§ WRITTEN TASK:
Your task is to repeat the entries word for word while leaving out the pictures.

[Object point labels]
· · ·

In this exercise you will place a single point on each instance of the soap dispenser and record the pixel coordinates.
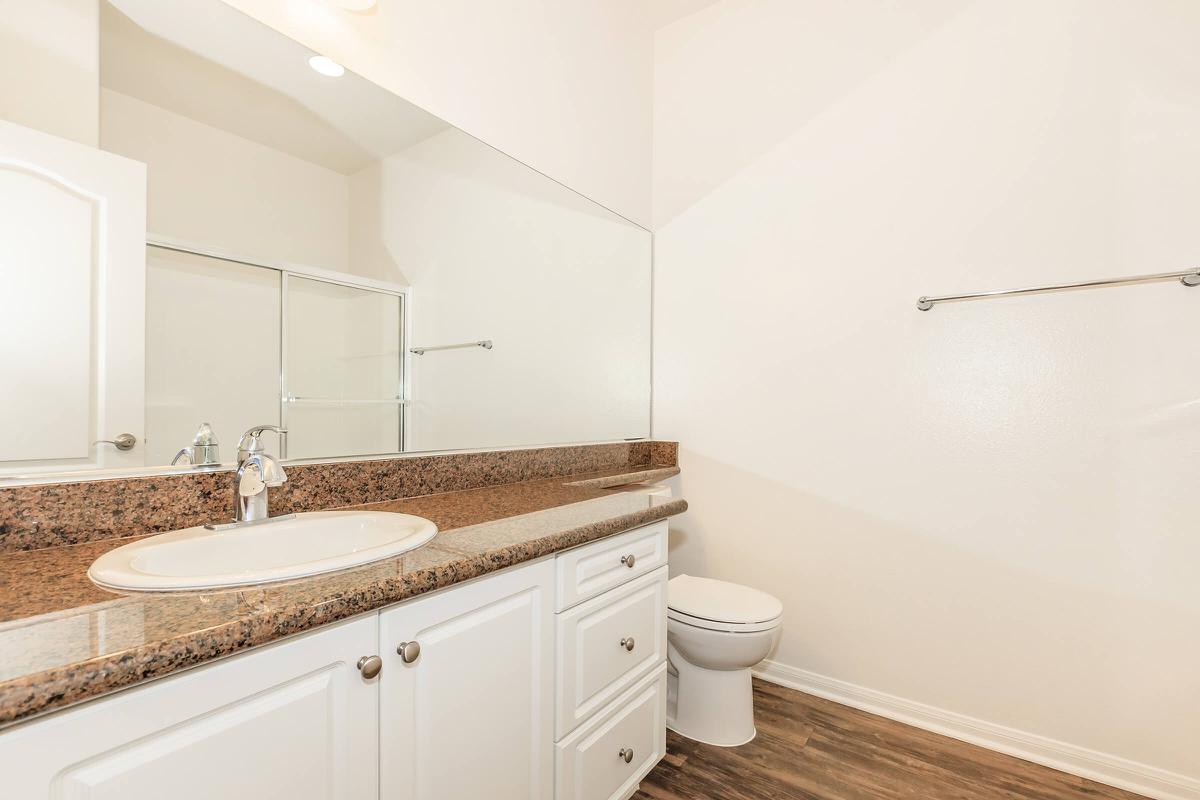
(204, 450)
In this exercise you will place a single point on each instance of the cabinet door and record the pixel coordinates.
(295, 720)
(472, 716)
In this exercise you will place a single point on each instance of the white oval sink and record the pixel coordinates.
(294, 547)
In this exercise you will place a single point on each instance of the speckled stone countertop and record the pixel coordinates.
(63, 639)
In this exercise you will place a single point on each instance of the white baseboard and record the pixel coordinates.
(1103, 768)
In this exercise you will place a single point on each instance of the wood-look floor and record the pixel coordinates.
(809, 749)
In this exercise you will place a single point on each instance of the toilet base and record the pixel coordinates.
(713, 707)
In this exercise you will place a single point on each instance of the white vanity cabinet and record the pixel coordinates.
(293, 720)
(611, 665)
(495, 689)
(467, 703)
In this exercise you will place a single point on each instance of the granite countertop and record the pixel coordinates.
(63, 639)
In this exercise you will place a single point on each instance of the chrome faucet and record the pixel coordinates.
(256, 473)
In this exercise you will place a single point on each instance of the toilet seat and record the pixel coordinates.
(721, 606)
(724, 627)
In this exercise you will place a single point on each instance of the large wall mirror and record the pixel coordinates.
(315, 253)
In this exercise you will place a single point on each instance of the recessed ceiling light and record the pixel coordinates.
(327, 66)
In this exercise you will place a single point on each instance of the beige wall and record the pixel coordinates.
(220, 191)
(985, 509)
(564, 86)
(493, 250)
(49, 66)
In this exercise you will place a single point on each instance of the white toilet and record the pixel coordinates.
(717, 631)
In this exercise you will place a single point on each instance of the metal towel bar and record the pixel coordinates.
(1187, 277)
(484, 343)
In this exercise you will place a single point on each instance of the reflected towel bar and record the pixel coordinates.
(1187, 277)
(484, 343)
(339, 401)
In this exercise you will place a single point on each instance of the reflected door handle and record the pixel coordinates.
(408, 651)
(123, 441)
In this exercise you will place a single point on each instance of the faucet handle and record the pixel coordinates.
(249, 444)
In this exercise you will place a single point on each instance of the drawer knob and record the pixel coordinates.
(408, 651)
(370, 666)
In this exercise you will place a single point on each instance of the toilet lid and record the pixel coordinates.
(720, 601)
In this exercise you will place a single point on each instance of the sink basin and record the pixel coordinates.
(293, 547)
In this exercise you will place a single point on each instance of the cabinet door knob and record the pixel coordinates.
(408, 651)
(370, 666)
(123, 441)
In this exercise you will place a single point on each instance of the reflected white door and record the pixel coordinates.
(72, 260)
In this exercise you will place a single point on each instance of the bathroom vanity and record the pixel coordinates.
(545, 679)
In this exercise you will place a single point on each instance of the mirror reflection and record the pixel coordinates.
(313, 253)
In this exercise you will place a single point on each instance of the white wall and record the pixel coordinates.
(564, 86)
(49, 66)
(496, 251)
(221, 191)
(985, 507)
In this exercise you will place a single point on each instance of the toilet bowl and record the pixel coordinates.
(717, 631)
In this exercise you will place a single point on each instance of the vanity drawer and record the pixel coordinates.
(591, 764)
(594, 569)
(609, 643)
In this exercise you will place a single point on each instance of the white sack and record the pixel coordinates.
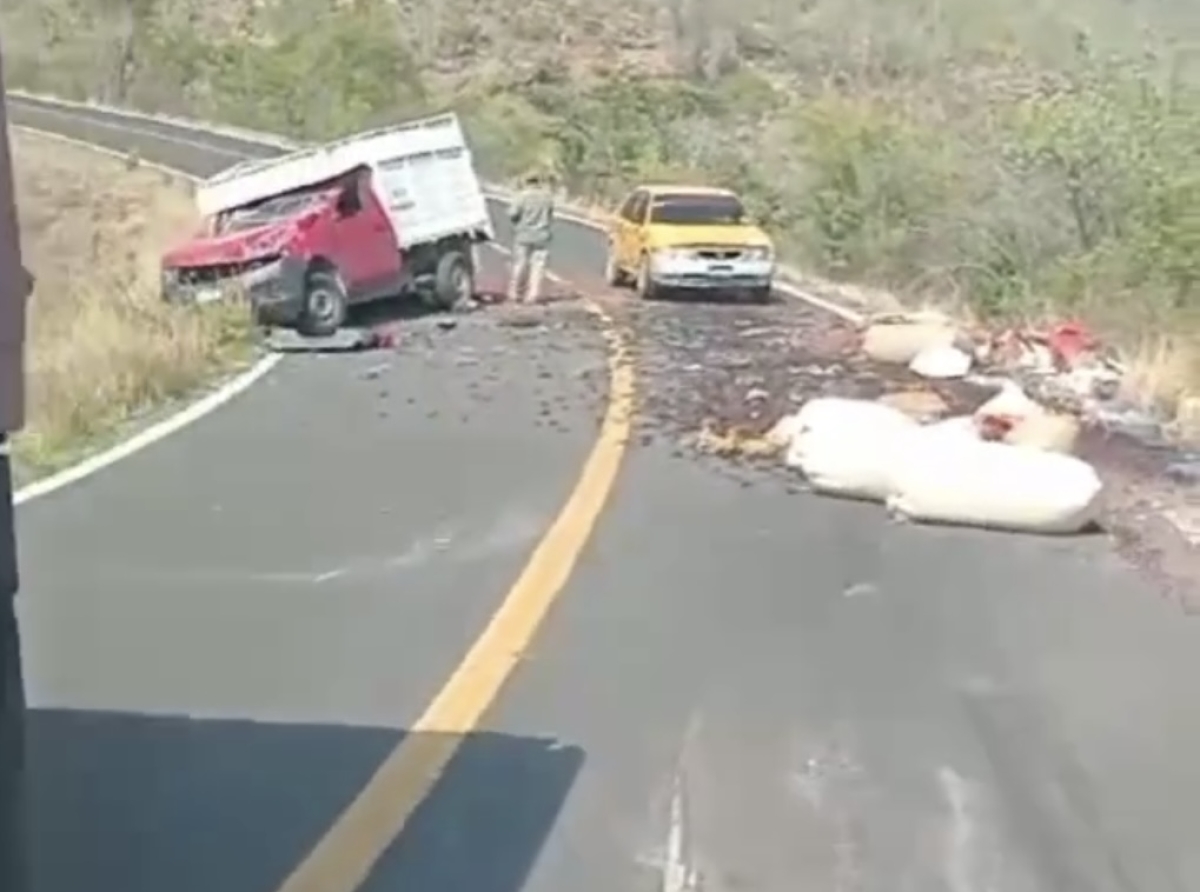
(846, 447)
(1048, 431)
(941, 361)
(899, 342)
(1011, 402)
(948, 479)
(785, 430)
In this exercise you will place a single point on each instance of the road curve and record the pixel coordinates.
(747, 689)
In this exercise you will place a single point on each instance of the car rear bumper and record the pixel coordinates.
(701, 282)
(275, 291)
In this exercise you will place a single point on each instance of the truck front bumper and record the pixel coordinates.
(275, 291)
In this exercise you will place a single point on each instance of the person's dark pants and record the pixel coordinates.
(12, 702)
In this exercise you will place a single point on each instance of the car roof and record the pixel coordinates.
(658, 190)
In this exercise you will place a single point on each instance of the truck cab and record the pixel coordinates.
(307, 235)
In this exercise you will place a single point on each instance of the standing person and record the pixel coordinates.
(15, 288)
(533, 219)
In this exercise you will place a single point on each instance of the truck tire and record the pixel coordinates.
(454, 280)
(324, 305)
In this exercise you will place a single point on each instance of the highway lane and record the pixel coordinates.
(229, 632)
(773, 692)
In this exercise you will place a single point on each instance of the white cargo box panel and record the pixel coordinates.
(423, 173)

· · ·

§ RESPONSE FOR THIS EXERCISE:
In this exercise you will place a single point on each instance of the soap dispenser and record the pixel coordinates.
(204, 450)
In this exercise you will place a single point on each instance of the cabinet door and record the pixel coordinates.
(295, 720)
(472, 716)
In this exercise you will place a single point on each instance of the white oval sink and record the pixel coordinates.
(294, 547)
In this exercise you will place a single point on each instance of the speckled stone countertop and record the pixel coordinates.
(63, 639)
In this exercise you will place a single point on each instance of the white baseboard and record the pixel coordinates.
(1103, 768)
In this exercise you will place a single point on each instance of the wood-look floor and record the pixel coordinates.
(809, 749)
In this exercise you will place a single point on each instance of the toilet base and record the pixel coordinates.
(713, 707)
In this exercise you will place a single point on each instance of the white vanity cabinet and record the pixel coordinates.
(293, 720)
(611, 665)
(495, 689)
(467, 703)
In this exercise you will place a single point on each instance of the granite countertop and record the pixel coordinates.
(63, 639)
In this exercise you will place a single point on each instance of the chrome faucet and record the pixel coordinates.
(256, 473)
In this exercise you will place a single point on each instance of the toilet seat and record the pixel coordinates.
(721, 606)
(724, 627)
In this exercise you will place a single point on each instance of the large wall mirror and record the pixel coordinates.
(315, 253)
In this exercise you will place a single point on each instance of the recessed ceiling light and record the pixel coordinates.
(327, 66)
In this exercise you will place a single point on each instance of the beige wall and record the pixel coordinates.
(220, 191)
(985, 509)
(564, 86)
(493, 250)
(49, 66)
In this exercise you will place a single point on each instance of the white toilet and record the pixel coordinates.
(717, 631)
In this exercise you will place a single point on each instance of the metal towel bar and record the pixel coordinates.
(1187, 277)
(484, 343)
In this exercise you will place a single point on each instance of the reflected towel bar and record the pixel coordinates.
(1187, 277)
(484, 343)
(339, 401)
In this exercise you will place a single point on each instance of the reflected door handle and record the pixel coordinates.
(408, 651)
(123, 441)
In this exercise you will place a single point on each instance of the faucet handle and record the pixel coordinates.
(249, 444)
In this exercise you will place a single point on each instance of the drawer knob and record the pixel coordinates.
(408, 651)
(370, 666)
In this exercise you will place a single point on each instance of the toilet lid and record the pixel coordinates.
(720, 601)
In this exercise you will place a single point on each instance of the sink basin and record the pixel coordinates.
(293, 547)
In this exercise you will place a single point on each instance of the cabinet door knob and record the pixel coordinates.
(408, 651)
(370, 666)
(123, 441)
In this exercise you will place a single point on each instance of the reflected white door and record the pixel coordinates.
(72, 260)
In this exercise you will place a single point on each instance of the bathroom vanity and record the pixel coordinates.
(545, 679)
In this exercise you will place a single point on each instance of the mirror reflection and record the pixel coordinates.
(313, 253)
In this exercise you will place a single point on each instance of the white wall and record the pixel coordinates.
(564, 86)
(49, 66)
(496, 251)
(221, 191)
(985, 507)
In this exercise you will place a single point on each instance of the toilet bowl and record the pixel coordinates.
(717, 631)
In this exercise you will place a single point on each instance of the vanity drawer and record the pixel coordinates.
(591, 764)
(594, 569)
(609, 643)
In this exercise you will place a single point on each instance of the white sack and record the pixel coordinates.
(846, 447)
(1048, 431)
(941, 361)
(899, 342)
(1011, 402)
(948, 479)
(785, 430)
In this exercise you will place a single point on each instance of the road curve and record the pixel coordinates.
(747, 689)
In this exercise you will place a single point on each instance of the car rear bumper and record the pixel coordinates.
(701, 282)
(275, 291)
In this exercise you will place a single point on each instance of the truck front bumper and record the pixel coordinates.
(275, 291)
In this exercise you will place a single point on each instance of the person's dark pants and record the pixel coordinates.
(12, 702)
In this exercise you will place a single point on each instance of the car roof and record the pixel coordinates.
(658, 190)
In this exercise you will place a single point on each instance of the truck cab and record the pixel coordinates.
(307, 235)
In this exercise you will place a single point on each instance of the standing person and record the pixel coordinates.
(15, 288)
(533, 219)
In this exercise you will place a single point on each instance of the truck tire and record the pixel coordinates.
(454, 280)
(324, 305)
In this exercise you will place a single point on each instance of the highway lane and record the pixel coordinates.
(229, 632)
(773, 692)
In this exercise you will place a single point on each instance of the white cargo box panel and record the pixel coordinates.
(423, 173)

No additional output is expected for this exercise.